Not only do trees shade from the summer heat, they also help with cutting winter energy costs as well..

Everyone knows that summer temperatures are cooler in the shade. But in winter, it is easy to forget that trees can help cut winter energy costs, too. With some forethought, you can save money by planting evergreen trees and shrubs on the north and northwest sides of your property. 

“Planting evergreen trees and shrubs in certain areas around your house can create an effective windbreak,” says Tchukki Andersen, BCMA, CTSP* and staff arborist with the Tree Care Industry Association (TCIA). “Generally, most cold winds come from the north or west. An option for those sides of the building is to plant a dense row of evergreens. This will provide additional insulation for your building. Be sure to plant them far enough from the foundation to allow for growth.” 

Creating a windbreak 

The ultimate goal of planting a windbreak – or living snow fence – is temperature control. A planting design that takes into account wind speed and direction can offer homeowners benefits ranging from reduced energy costs to more efficient landscape water management.

■ **Exercise**
Write the next part of the passage on using trees as winter windbreaks, starting right after its last sentence. The data that follows has nothing to do with this text.

■ **Data block**
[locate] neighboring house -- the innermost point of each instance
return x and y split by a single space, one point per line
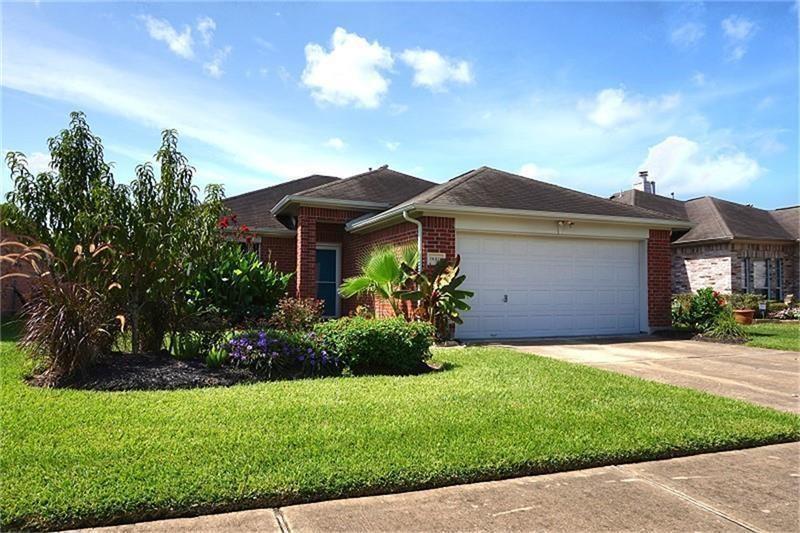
731 248
543 260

■ **Exercise output**
“Wind barriers can channel winds away from your house and cut down on cold drafts getting in,” Andersen advises. “In addition, shrubs, bushes and vines planted near a house can help keep the house cool in summer.” 

How far away should you plant? 

Allow enough space in the tree’s root zone for roots to grow. A qualified tree care provider can assist you with tree selection if you aren’t familiar with how much room a mature tree’s roots will need. Install physical root barriers if concerns about the foundation arise. 

How dense should the windbreak be? 

Whether your goal is to reduce the chilling effects of winter winds or control the accumulation of snow, the density of the plantings is key. A rough estimate of density can be determined by estimating the ratio of the “solid” area (branches, trunks, leaves, etc.) to the total area of the barrier. 

For example, a row of deciduous trees might offer a density of roughly 30 percent. This means that the row consists of 30 percent trees and 70 percent open space in winter. By comparison, a row of conifers might have a density of 50 percent or 60 percent in winter. 

Higher-density windbreaks are better at slowing wind speed enough to cause snow to drop to the ground. Therefore, snow will accumulate both on the windward and leeward side of the row (or rows). These types of living snow fences are extremely useful for keeping roads, driveways and other high-use areas clear of drifts. This means less plowing, less shoveling and less aggravation. 

Every location is different, and there is no perfect design that will be effective in all situations. A professional arborist can evaluate your planting sites and help plan an effective windbreak that will offer homeowners a variety of benefits for years to come. 

What can you do?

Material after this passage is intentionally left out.